TASK TO CARRY OUT:
From the entries that follow, gather each line holding the word "fallen".

(Referring expression pointing data)
• • • •

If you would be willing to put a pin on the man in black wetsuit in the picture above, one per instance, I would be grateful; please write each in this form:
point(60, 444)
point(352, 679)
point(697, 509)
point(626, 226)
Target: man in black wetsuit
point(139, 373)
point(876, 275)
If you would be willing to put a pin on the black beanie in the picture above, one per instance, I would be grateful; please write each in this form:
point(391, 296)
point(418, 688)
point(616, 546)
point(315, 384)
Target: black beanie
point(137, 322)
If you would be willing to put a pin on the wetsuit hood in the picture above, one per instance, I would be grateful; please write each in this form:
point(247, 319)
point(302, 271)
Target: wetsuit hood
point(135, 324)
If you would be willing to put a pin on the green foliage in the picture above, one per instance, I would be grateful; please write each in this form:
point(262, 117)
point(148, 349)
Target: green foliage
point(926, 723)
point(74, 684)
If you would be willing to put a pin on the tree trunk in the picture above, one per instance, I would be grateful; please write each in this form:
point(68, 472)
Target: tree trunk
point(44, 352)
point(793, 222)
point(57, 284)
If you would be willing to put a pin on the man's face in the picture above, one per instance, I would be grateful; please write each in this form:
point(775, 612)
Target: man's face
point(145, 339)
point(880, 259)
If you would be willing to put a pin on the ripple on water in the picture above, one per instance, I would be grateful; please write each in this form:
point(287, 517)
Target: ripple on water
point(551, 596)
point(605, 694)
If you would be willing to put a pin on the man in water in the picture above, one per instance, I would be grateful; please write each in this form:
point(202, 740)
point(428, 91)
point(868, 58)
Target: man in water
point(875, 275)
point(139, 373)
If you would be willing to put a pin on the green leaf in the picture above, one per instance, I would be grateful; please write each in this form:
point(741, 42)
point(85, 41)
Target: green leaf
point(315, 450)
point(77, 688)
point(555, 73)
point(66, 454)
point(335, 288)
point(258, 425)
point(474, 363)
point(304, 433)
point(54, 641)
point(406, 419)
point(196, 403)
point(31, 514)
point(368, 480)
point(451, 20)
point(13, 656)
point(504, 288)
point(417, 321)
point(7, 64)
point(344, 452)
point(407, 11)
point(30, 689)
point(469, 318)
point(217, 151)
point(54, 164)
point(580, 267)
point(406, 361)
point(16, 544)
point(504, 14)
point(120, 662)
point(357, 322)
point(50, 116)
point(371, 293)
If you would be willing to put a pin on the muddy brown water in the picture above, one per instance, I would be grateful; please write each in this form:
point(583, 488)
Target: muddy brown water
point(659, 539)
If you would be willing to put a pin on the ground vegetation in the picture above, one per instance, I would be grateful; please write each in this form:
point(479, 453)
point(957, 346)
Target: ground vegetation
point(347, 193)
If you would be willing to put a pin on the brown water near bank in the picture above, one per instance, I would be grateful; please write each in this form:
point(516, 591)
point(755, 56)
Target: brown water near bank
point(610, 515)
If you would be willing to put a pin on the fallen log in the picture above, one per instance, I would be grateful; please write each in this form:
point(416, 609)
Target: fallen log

• • • •

SOLVED EXERCISE:
If you would be willing to put a pin on the fallen log in the picture above, one per instance, I would be grateful; please write each in this form:
Target: fallen log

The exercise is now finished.